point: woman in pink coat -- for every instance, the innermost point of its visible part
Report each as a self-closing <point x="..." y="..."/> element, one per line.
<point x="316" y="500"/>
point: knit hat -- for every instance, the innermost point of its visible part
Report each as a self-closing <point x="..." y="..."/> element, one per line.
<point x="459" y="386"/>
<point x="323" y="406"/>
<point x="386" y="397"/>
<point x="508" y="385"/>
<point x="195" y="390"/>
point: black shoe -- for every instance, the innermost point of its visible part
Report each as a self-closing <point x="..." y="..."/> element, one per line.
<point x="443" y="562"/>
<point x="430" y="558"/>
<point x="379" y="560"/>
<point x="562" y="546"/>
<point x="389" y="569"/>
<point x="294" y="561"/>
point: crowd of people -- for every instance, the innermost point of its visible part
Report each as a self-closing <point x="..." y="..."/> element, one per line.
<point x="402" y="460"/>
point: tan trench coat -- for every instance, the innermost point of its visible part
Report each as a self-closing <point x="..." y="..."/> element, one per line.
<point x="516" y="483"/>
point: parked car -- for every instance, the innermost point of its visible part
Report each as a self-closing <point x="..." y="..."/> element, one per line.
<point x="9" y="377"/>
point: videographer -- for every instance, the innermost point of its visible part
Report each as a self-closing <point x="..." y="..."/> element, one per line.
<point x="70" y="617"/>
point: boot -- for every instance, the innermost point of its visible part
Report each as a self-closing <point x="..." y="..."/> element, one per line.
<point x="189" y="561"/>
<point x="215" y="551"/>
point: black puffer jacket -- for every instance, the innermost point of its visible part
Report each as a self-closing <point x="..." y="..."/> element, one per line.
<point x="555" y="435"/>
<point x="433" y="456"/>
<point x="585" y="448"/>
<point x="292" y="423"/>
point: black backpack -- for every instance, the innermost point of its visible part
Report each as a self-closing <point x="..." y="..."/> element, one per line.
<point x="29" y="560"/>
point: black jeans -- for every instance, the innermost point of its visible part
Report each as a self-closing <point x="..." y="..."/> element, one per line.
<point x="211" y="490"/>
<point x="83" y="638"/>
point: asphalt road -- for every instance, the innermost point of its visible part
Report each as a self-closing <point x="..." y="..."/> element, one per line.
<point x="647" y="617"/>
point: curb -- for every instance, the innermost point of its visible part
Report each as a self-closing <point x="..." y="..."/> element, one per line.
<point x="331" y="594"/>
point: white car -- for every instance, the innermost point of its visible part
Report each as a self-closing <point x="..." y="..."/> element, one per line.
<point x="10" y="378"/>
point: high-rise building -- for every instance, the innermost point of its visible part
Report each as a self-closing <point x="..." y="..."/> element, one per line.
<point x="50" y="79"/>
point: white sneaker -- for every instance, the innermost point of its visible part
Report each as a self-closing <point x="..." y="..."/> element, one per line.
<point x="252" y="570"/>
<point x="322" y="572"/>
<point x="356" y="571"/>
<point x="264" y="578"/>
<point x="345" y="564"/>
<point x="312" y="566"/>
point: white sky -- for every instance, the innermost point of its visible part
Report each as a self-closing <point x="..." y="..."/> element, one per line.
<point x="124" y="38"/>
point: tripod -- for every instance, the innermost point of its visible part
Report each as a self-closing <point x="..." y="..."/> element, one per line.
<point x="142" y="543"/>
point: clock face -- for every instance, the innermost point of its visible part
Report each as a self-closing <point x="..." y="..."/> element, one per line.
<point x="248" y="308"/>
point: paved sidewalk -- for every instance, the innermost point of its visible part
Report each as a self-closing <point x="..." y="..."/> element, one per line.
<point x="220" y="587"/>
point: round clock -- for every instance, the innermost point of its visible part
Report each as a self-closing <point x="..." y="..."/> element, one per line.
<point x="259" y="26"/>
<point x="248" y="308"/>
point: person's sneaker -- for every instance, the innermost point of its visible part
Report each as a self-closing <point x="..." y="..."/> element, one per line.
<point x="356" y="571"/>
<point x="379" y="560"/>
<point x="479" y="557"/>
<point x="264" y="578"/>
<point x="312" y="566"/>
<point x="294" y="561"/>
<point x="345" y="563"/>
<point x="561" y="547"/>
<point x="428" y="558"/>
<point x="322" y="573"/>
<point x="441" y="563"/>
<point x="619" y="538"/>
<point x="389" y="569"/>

--- --- ---

• _EXERCISE AIM_
Everything from the line containing "point: high-rise building" down to the last line of the entries is to be returned exactly, both ends included, and nothing beyond it.

• _RESULT OF THE EXERCISE_
point: high-rise building -- for every instance, the innermost point of its visible part
Report each as a self-closing <point x="..." y="..."/> element, one per line.
<point x="50" y="79"/>
point: white sneaker -- for every instance, the innermost point of its visible part
Report each as a self-closing <point x="..." y="..."/> element, one per line.
<point x="252" y="570"/>
<point x="322" y="572"/>
<point x="356" y="571"/>
<point x="264" y="578"/>
<point x="345" y="564"/>
<point x="312" y="566"/>
point: white sky -- for every instance, the innermost point of its visible part
Report each as a self-closing <point x="..." y="..."/> element, one per line.
<point x="124" y="38"/>
point: tripod -- for every instance, the innermost point of its visible part
Report each as a self-closing <point x="..." y="..."/> element, one per line.
<point x="142" y="543"/>
point: clock face -- for every instance, the innermost point of its visible part
Report each as a self-closing <point x="..." y="..."/> element, one per line.
<point x="248" y="308"/>
point: paved sidewalk -- for every instance, the innermost point of its visible part
Report each as a self-closing <point x="..." y="..."/> element, one per line.
<point x="220" y="587"/>
point: round clock -- for every instance, the innermost point of its visible part
Report each as a self-closing <point x="..." y="..."/> element, one per line.
<point x="259" y="26"/>
<point x="248" y="308"/>
point: person's sneaker -- for every instance, the innermost point of its visible part
Report each as a self-closing <point x="..." y="..."/> element, one per line.
<point x="356" y="571"/>
<point x="379" y="560"/>
<point x="479" y="557"/>
<point x="264" y="578"/>
<point x="312" y="566"/>
<point x="294" y="561"/>
<point x="345" y="563"/>
<point x="561" y="547"/>
<point x="428" y="558"/>
<point x="322" y="573"/>
<point x="441" y="563"/>
<point x="619" y="538"/>
<point x="389" y="569"/>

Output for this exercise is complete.